start DATASET EXCERPTS

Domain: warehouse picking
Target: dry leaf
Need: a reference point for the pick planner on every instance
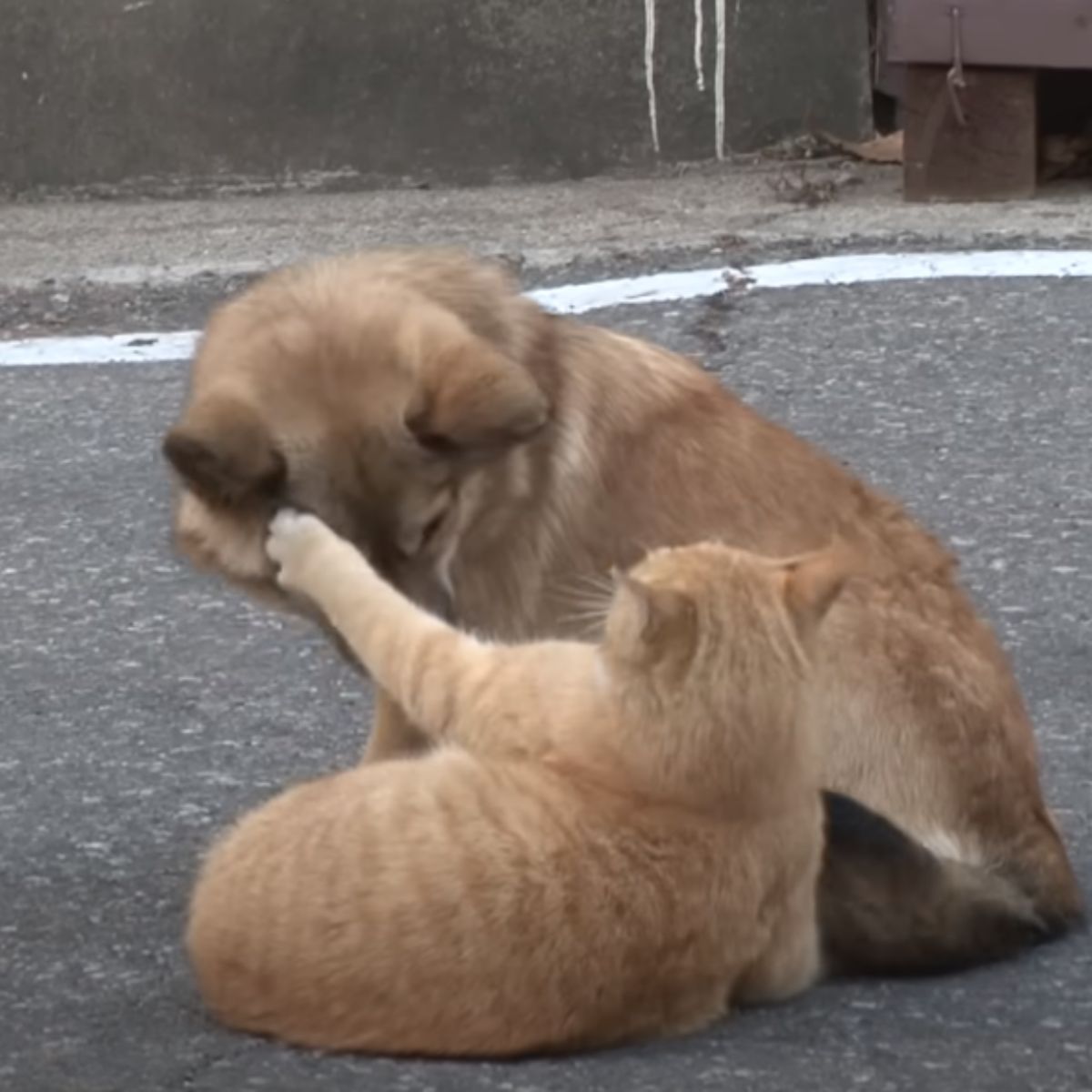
(880, 150)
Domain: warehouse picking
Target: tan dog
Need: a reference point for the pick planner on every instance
(490, 459)
(615, 841)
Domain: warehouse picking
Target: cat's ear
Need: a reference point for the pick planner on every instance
(814, 581)
(224, 452)
(476, 401)
(662, 616)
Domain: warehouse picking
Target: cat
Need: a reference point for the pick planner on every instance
(492, 459)
(604, 844)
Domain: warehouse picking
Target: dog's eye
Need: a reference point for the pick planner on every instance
(436, 443)
(431, 528)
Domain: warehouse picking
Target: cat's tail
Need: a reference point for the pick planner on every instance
(888, 905)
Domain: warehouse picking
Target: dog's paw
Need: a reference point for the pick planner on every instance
(293, 535)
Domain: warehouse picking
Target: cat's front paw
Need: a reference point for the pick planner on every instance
(293, 539)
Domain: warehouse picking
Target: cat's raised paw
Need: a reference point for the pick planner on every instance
(290, 535)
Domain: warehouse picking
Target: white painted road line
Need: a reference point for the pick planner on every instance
(653, 288)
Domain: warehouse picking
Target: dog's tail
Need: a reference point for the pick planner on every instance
(888, 905)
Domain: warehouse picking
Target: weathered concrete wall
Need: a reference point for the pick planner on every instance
(146, 94)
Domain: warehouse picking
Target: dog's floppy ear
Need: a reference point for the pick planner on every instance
(224, 452)
(475, 399)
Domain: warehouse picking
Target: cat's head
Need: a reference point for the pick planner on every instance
(748, 618)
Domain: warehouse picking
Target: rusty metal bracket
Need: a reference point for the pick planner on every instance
(955, 77)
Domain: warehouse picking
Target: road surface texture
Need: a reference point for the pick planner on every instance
(145, 707)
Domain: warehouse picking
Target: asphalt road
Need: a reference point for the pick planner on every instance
(145, 707)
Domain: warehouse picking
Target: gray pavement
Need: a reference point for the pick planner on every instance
(145, 707)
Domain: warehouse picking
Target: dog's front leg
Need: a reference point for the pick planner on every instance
(393, 734)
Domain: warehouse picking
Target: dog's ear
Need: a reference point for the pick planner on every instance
(474, 399)
(223, 451)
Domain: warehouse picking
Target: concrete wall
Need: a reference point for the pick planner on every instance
(153, 94)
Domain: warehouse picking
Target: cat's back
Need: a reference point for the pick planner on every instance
(448, 905)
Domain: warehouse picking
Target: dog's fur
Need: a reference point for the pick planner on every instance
(490, 458)
(609, 842)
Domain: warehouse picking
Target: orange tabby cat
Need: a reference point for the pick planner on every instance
(610, 842)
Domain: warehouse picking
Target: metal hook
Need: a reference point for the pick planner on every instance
(955, 79)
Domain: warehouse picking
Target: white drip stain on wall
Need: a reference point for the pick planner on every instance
(699, 35)
(650, 75)
(719, 76)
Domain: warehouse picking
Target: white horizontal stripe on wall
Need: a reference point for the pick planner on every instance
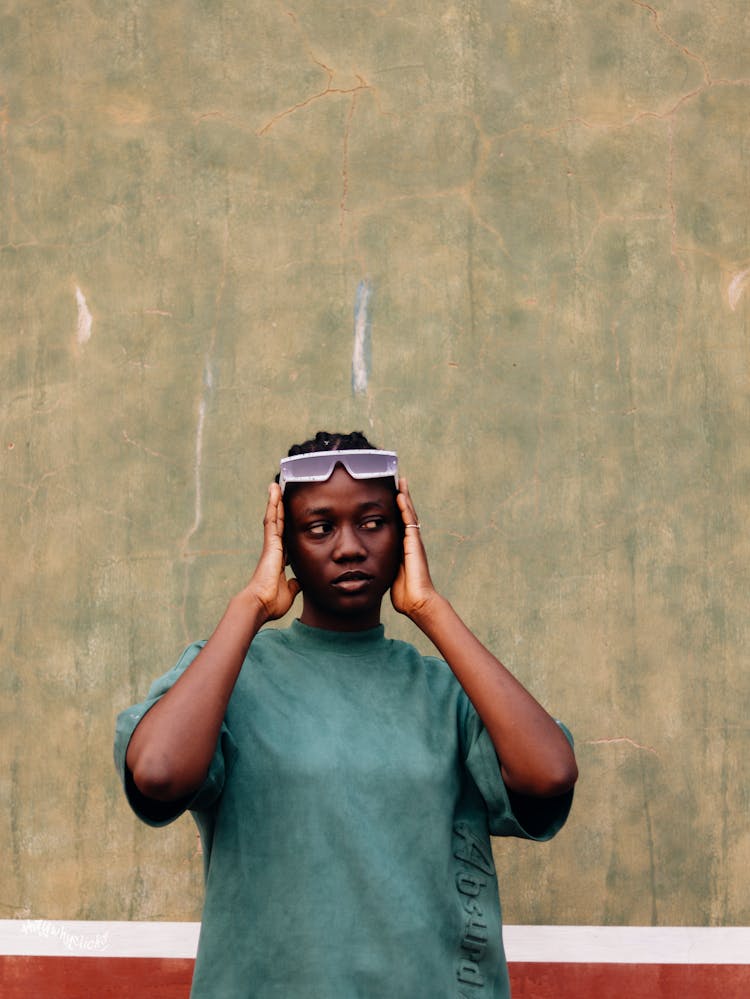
(544, 944)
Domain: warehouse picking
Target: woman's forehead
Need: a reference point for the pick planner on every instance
(341, 488)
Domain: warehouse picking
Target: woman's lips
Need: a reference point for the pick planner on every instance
(352, 582)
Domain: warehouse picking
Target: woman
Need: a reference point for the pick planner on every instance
(345, 786)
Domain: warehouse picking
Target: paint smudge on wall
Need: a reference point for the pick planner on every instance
(85, 321)
(362, 354)
(736, 287)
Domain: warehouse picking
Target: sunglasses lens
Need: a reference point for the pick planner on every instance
(310, 466)
(317, 466)
(364, 465)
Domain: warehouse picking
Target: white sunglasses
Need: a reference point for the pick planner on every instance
(317, 466)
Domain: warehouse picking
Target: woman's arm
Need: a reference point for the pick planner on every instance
(171, 749)
(535, 757)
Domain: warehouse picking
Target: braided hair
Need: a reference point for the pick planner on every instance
(326, 441)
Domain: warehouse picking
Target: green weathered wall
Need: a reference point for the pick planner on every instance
(536, 211)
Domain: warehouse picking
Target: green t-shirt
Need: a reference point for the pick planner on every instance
(346, 821)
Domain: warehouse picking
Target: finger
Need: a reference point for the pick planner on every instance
(273, 520)
(406, 506)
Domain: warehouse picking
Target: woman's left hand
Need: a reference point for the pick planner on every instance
(412, 590)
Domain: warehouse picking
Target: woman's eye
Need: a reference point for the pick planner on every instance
(318, 530)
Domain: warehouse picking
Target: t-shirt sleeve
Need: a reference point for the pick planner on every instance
(506, 815)
(157, 813)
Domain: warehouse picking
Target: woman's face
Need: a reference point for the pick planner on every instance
(344, 546)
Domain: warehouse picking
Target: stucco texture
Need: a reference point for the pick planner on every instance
(510, 240)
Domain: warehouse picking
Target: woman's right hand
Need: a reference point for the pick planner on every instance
(269, 585)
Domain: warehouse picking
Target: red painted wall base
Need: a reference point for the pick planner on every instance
(169, 978)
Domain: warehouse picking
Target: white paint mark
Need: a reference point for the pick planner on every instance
(621, 740)
(736, 287)
(208, 381)
(362, 339)
(83, 327)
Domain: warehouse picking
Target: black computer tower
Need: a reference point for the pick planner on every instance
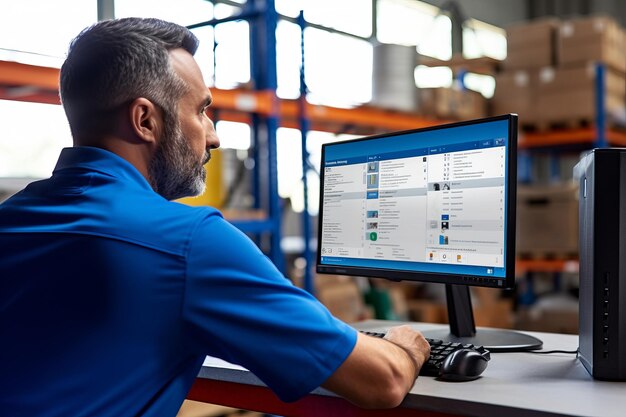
(602, 217)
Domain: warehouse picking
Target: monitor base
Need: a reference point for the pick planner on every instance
(495, 340)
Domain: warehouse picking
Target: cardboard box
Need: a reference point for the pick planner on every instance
(342, 297)
(569, 95)
(531, 44)
(592, 39)
(514, 94)
(547, 220)
(452, 103)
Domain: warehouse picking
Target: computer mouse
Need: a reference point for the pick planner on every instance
(462, 365)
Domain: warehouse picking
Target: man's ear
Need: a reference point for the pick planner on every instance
(146, 120)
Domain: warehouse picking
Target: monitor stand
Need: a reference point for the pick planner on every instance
(463, 329)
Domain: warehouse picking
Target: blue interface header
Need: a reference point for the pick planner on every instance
(430, 142)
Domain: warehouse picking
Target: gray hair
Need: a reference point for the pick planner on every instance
(114, 62)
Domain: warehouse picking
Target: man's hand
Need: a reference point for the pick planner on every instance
(413, 342)
(380, 372)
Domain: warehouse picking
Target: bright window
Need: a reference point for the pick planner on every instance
(233, 135)
(482, 39)
(26, 152)
(484, 84)
(340, 75)
(433, 77)
(39, 32)
(290, 167)
(183, 12)
(352, 16)
(410, 22)
(232, 54)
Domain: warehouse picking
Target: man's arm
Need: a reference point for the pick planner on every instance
(380, 372)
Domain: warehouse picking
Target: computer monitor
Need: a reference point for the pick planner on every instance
(435, 204)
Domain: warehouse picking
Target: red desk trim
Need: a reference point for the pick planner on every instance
(257, 398)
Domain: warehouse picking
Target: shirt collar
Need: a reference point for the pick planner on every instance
(101, 160)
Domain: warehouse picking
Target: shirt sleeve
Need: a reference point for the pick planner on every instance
(242, 309)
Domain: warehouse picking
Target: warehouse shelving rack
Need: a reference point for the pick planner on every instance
(260, 108)
(598, 135)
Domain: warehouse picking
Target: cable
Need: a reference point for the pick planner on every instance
(545, 352)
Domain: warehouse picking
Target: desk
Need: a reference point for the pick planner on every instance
(514, 384)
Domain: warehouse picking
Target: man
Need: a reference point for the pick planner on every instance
(111, 295)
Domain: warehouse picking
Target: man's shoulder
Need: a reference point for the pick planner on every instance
(161, 224)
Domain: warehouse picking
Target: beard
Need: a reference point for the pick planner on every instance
(175, 170)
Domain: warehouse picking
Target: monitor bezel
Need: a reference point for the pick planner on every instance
(507, 282)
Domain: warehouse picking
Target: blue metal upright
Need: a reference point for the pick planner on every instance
(263, 20)
(601, 139)
(263, 72)
(304, 130)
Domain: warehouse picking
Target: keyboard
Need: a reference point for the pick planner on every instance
(439, 351)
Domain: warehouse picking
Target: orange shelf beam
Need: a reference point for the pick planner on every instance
(40, 84)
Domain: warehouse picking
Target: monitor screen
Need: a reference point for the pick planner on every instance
(434, 204)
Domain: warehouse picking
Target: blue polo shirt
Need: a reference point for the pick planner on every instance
(111, 296)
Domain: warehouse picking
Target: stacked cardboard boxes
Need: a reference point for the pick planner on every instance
(547, 220)
(531, 46)
(550, 71)
(592, 39)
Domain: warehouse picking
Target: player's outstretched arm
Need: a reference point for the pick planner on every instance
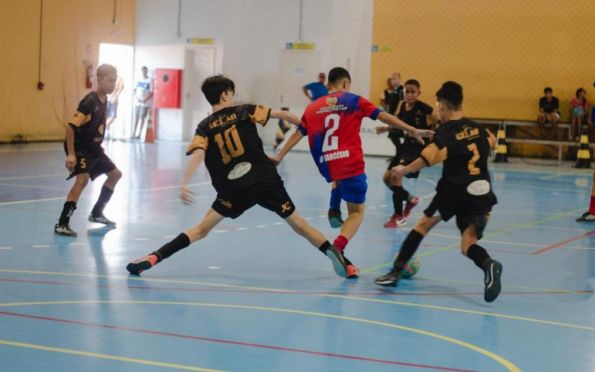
(291, 142)
(395, 122)
(285, 115)
(196, 159)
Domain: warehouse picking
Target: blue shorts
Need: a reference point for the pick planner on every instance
(353, 190)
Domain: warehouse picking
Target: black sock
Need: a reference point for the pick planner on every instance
(180, 242)
(398, 193)
(104, 197)
(326, 245)
(67, 211)
(479, 256)
(408, 248)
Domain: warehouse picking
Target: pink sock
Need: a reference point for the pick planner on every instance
(340, 242)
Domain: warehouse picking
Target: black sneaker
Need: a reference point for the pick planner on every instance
(390, 279)
(101, 219)
(64, 230)
(492, 281)
(142, 264)
(586, 217)
(336, 257)
(334, 218)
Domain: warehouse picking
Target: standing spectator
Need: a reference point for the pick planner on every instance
(112, 107)
(393, 94)
(548, 113)
(143, 93)
(316, 89)
(579, 112)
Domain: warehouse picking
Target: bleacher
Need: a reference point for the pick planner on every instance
(524, 135)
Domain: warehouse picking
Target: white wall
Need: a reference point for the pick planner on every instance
(252, 34)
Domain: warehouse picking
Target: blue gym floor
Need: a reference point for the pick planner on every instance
(253, 296)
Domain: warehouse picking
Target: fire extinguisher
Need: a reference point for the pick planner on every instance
(89, 75)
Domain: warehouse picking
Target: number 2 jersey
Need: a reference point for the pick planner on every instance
(234, 155)
(464, 147)
(332, 124)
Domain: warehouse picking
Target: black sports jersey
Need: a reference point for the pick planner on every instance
(89, 125)
(234, 155)
(464, 147)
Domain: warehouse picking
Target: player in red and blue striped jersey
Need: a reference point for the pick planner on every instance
(332, 124)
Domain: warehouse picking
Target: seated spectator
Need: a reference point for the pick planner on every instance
(579, 112)
(548, 113)
(316, 89)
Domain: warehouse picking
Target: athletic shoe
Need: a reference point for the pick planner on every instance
(334, 218)
(411, 203)
(336, 257)
(64, 230)
(351, 270)
(142, 264)
(586, 217)
(492, 281)
(395, 221)
(101, 219)
(390, 279)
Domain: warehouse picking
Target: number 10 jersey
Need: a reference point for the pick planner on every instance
(234, 155)
(332, 124)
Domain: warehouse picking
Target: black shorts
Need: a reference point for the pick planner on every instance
(465, 217)
(93, 164)
(405, 156)
(269, 194)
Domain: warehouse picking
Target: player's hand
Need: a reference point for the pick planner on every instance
(399, 171)
(381, 129)
(186, 195)
(70, 163)
(275, 159)
(419, 135)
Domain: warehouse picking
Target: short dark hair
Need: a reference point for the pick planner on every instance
(452, 95)
(413, 82)
(214, 86)
(336, 74)
(579, 91)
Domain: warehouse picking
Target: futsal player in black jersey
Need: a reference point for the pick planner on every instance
(85, 157)
(464, 191)
(421, 116)
(241, 173)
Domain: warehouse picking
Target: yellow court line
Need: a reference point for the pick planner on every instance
(105, 356)
(346, 297)
(502, 361)
(489, 235)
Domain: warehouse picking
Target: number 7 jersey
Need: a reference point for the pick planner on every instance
(332, 124)
(234, 155)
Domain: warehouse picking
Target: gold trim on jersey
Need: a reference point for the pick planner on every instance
(261, 115)
(79, 119)
(198, 142)
(433, 155)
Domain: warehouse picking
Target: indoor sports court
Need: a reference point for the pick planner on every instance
(253, 295)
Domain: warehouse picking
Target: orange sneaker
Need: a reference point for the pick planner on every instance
(395, 221)
(145, 263)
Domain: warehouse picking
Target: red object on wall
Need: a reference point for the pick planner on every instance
(167, 91)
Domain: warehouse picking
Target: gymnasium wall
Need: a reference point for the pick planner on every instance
(72, 32)
(503, 52)
(253, 34)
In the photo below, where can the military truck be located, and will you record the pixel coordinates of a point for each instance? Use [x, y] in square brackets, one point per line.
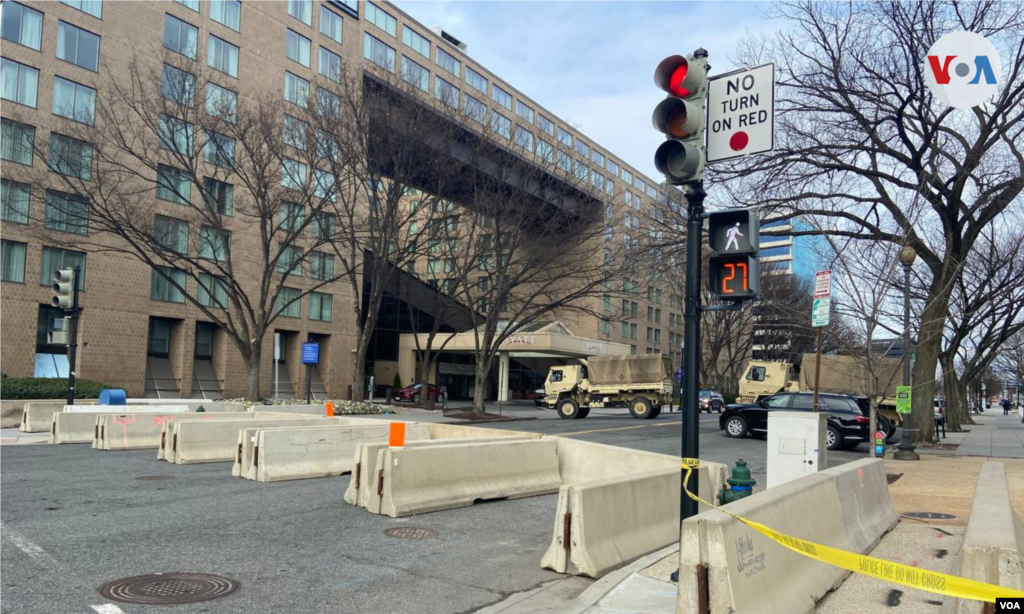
[840, 375]
[641, 383]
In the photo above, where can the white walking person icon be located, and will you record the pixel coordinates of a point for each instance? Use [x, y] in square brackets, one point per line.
[732, 233]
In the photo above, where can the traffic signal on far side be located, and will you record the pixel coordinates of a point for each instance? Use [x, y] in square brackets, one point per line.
[734, 270]
[681, 117]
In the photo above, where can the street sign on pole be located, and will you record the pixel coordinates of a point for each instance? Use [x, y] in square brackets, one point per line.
[741, 113]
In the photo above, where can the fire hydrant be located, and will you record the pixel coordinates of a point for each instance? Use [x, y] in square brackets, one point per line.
[740, 484]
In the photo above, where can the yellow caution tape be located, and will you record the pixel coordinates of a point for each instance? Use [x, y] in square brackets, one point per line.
[898, 573]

end DATASET EXCERPTS

* [AIM OF THE TASK] Give back, unchanged, every line from the one with "In the photo above, where can the street" to the end of the entries above.

* [SOLUTION]
In the photo above, where can the street sign on pole be located, and will you record the pixel coordinates of a point for each instance? Use [x, y] in square brackets, one point per line.
[741, 113]
In the photo above, where can the fire hydrant be located, and will you record the pixel coordinates of a point for each instance? Use [x, y] in square brackets, one point per line.
[740, 484]
In the photo above, where can the yellow caution tape be located, and will you record the pixel coordinates of a point for each instance? Use [x, y] in square brackets, one point per line.
[898, 573]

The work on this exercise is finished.